Text provided -
● ● ● ● ●
Nelson’s heroic victory at Trafalgar marks a watershed in British naval history. After Trafalgar Britannia truly did “rule the waves”, dashing Napoleon’s hopes of controlling the English Channel and mounting an invasion on British shores. Despite the importance of the battle, however, few would have imagined Nelson could win it. The Spanish outnumbered the British with 33 ships against 27. But Nelson’s tactical nouse was going to make sure that cunning, rather than numbers, determined the outcome.
Rather than arranging his ships in the line, as was customary, Nelson ordered his fleet to form up in two perpendicular columns, cutting through the enemy’s line at two crucial points in the centre. As the battle got underway Nelson refused to remove his official insignia—which made him an easy target for enemy sharpshooters—but remained on deck with the appropriately named Captain Hardy, exhorting his men to fight bravely in spite of the bloody carnage around them. Yet his bravery was to be his undoing.
● ● ● ● ●
Check your understanding -
1) Set down the part of the passage on Trafalgar starting with "Nelson’s heroic victory" and going on through "determined the outcome.".
2) In the passage on Trafalgar, what formation did Nelson order his fleet to take?

(Natural-language descriptions of regions)
● ● ● ● ●
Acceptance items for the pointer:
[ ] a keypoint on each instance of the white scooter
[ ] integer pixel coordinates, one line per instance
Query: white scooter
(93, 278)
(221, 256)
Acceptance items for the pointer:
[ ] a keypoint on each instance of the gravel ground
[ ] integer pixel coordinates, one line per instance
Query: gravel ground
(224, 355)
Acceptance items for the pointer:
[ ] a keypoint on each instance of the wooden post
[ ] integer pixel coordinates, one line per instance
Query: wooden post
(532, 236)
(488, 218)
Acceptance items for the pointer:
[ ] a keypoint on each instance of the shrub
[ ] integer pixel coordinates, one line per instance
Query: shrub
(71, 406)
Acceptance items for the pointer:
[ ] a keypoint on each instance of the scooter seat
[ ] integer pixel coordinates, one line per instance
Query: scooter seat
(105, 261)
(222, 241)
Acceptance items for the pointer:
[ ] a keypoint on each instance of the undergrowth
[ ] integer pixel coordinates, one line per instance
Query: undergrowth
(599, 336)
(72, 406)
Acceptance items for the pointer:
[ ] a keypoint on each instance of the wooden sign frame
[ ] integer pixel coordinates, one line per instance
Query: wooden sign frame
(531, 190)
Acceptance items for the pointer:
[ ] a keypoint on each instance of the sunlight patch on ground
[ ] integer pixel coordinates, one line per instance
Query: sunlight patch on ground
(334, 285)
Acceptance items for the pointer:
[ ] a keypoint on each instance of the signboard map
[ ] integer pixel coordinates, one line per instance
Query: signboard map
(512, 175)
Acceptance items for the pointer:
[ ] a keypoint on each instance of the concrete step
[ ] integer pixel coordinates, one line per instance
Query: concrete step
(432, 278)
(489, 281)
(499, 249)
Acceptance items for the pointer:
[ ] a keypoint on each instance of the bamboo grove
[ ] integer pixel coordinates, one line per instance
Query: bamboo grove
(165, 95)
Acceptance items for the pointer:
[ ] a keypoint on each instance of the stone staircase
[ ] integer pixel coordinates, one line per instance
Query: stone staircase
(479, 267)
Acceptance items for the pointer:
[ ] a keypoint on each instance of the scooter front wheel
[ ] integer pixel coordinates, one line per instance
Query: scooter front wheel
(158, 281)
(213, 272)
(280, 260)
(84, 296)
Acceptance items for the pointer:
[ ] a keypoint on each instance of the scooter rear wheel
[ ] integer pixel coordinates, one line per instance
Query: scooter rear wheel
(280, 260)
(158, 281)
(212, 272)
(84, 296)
● ● ● ● ●
Your written answers -
1)
Nelson’s heroic victory at Trafalgar marks a watershed in British naval history. After Trafalgar Britannia truly did “rule the waves”, dashing Napoleon’s hopes of controlling the English Channel and mounting an invasion on British shores. Despite the importance of the battle, however, few would have imagined Nelson could win it. The Spanish outnumbered the British with 33 ships against 27. But Nelson’s tactical nouse was going to make sure that cunning, rather than numbers, determined the outcome.

2) Two perpendicular columns.